Image location labeling entries:
★ ★ ★
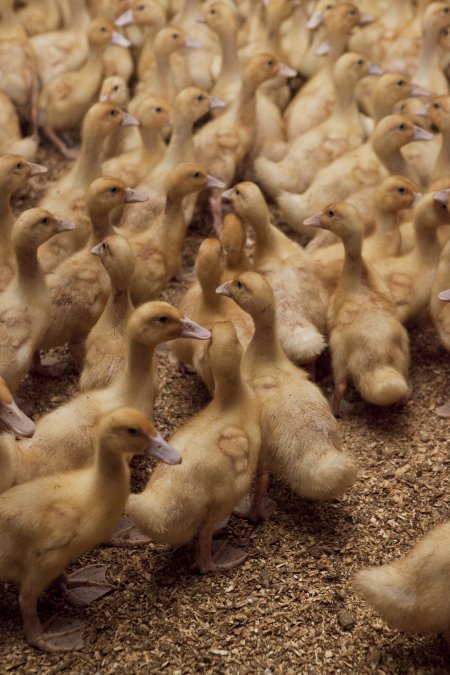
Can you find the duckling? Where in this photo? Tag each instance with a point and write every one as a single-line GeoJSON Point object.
{"type": "Point", "coordinates": [68, 192]}
{"type": "Point", "coordinates": [224, 142]}
{"type": "Point", "coordinates": [301, 301]}
{"type": "Point", "coordinates": [158, 249]}
{"type": "Point", "coordinates": [367, 341]}
{"type": "Point", "coordinates": [339, 133]}
{"type": "Point", "coordinates": [25, 301]}
{"type": "Point", "coordinates": [49, 522]}
{"type": "Point", "coordinates": [220, 448]}
{"type": "Point", "coordinates": [79, 287]}
{"type": "Point", "coordinates": [410, 276]}
{"type": "Point", "coordinates": [105, 346]}
{"type": "Point", "coordinates": [65, 100]}
{"type": "Point", "coordinates": [359, 169]}
{"type": "Point", "coordinates": [64, 437]}
{"type": "Point", "coordinates": [206, 307]}
{"type": "Point", "coordinates": [15, 171]}
{"type": "Point", "coordinates": [190, 105]}
{"type": "Point", "coordinates": [233, 239]}
{"type": "Point", "coordinates": [440, 309]}
{"type": "Point", "coordinates": [16, 421]}
{"type": "Point", "coordinates": [412, 593]}
{"type": "Point", "coordinates": [306, 456]}
{"type": "Point", "coordinates": [153, 114]}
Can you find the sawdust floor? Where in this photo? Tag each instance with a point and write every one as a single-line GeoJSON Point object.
{"type": "Point", "coordinates": [290, 607]}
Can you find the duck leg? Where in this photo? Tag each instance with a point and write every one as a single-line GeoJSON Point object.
{"type": "Point", "coordinates": [85, 585]}
{"type": "Point", "coordinates": [58, 637]}
{"type": "Point", "coordinates": [258, 506]}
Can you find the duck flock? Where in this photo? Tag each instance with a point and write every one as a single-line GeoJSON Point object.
{"type": "Point", "coordinates": [336, 113]}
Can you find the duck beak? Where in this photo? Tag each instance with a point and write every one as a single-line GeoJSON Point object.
{"type": "Point", "coordinates": [96, 249]}
{"type": "Point", "coordinates": [119, 40]}
{"type": "Point", "coordinates": [129, 121]}
{"type": "Point", "coordinates": [313, 221]}
{"type": "Point", "coordinates": [64, 225]}
{"type": "Point", "coordinates": [286, 71]}
{"type": "Point", "coordinates": [36, 169]}
{"type": "Point", "coordinates": [190, 43]}
{"type": "Point", "coordinates": [125, 19]}
{"type": "Point", "coordinates": [444, 295]}
{"type": "Point", "coordinates": [224, 289]}
{"type": "Point", "coordinates": [421, 134]}
{"type": "Point", "coordinates": [16, 420]}
{"type": "Point", "coordinates": [132, 196]}
{"type": "Point", "coordinates": [162, 450]}
{"type": "Point", "coordinates": [214, 183]}
{"type": "Point", "coordinates": [193, 330]}
{"type": "Point", "coordinates": [216, 103]}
★ ★ ★
Print out the material word for word, omitting the pictures.

Can you find the duckling? Where in this photo? Tag each instance with a point and write every one as a single-line GeoJSON Point object.
{"type": "Point", "coordinates": [68, 192]}
{"type": "Point", "coordinates": [224, 142]}
{"type": "Point", "coordinates": [301, 301]}
{"type": "Point", "coordinates": [158, 249]}
{"type": "Point", "coordinates": [367, 341]}
{"type": "Point", "coordinates": [339, 133]}
{"type": "Point", "coordinates": [25, 301]}
{"type": "Point", "coordinates": [49, 522]}
{"type": "Point", "coordinates": [220, 448]}
{"type": "Point", "coordinates": [79, 287]}
{"type": "Point", "coordinates": [410, 276]}
{"type": "Point", "coordinates": [105, 346]}
{"type": "Point", "coordinates": [65, 100]}
{"type": "Point", "coordinates": [359, 169]}
{"type": "Point", "coordinates": [64, 437]}
{"type": "Point", "coordinates": [206, 307]}
{"type": "Point", "coordinates": [15, 171]}
{"type": "Point", "coordinates": [190, 105]}
{"type": "Point", "coordinates": [233, 239]}
{"type": "Point", "coordinates": [440, 309]}
{"type": "Point", "coordinates": [16, 421]}
{"type": "Point", "coordinates": [412, 593]}
{"type": "Point", "coordinates": [306, 456]}
{"type": "Point", "coordinates": [153, 114]}
Can you find the sawdust floor? Where in this photo? Tag each instance with a point and write every one as a single-line GeoJSON Point object.
{"type": "Point", "coordinates": [290, 607]}
Can you find the duck leg? Where in this photo? Tag each instance with a point and write every one as a single-line GeoJSON Point object.
{"type": "Point", "coordinates": [85, 585]}
{"type": "Point", "coordinates": [58, 637]}
{"type": "Point", "coordinates": [258, 506]}
Can you find the duck flock? Where in this photo? Tag each instance with a point and write every one as a single-line GeoJSON Point object.
{"type": "Point", "coordinates": [336, 113]}
Can you find the duck beak? Where in this photo? Tag each instance with a point and write every one as a single-line GeoJSON Point object.
{"type": "Point", "coordinates": [96, 249]}
{"type": "Point", "coordinates": [119, 40]}
{"type": "Point", "coordinates": [129, 121]}
{"type": "Point", "coordinates": [313, 221]}
{"type": "Point", "coordinates": [64, 225]}
{"type": "Point", "coordinates": [286, 71]}
{"type": "Point", "coordinates": [36, 169]}
{"type": "Point", "coordinates": [190, 43]}
{"type": "Point", "coordinates": [125, 19]}
{"type": "Point", "coordinates": [444, 295]}
{"type": "Point", "coordinates": [224, 289]}
{"type": "Point", "coordinates": [421, 134]}
{"type": "Point", "coordinates": [16, 420]}
{"type": "Point", "coordinates": [132, 196]}
{"type": "Point", "coordinates": [162, 450]}
{"type": "Point", "coordinates": [214, 183]}
{"type": "Point", "coordinates": [193, 330]}
{"type": "Point", "coordinates": [216, 103]}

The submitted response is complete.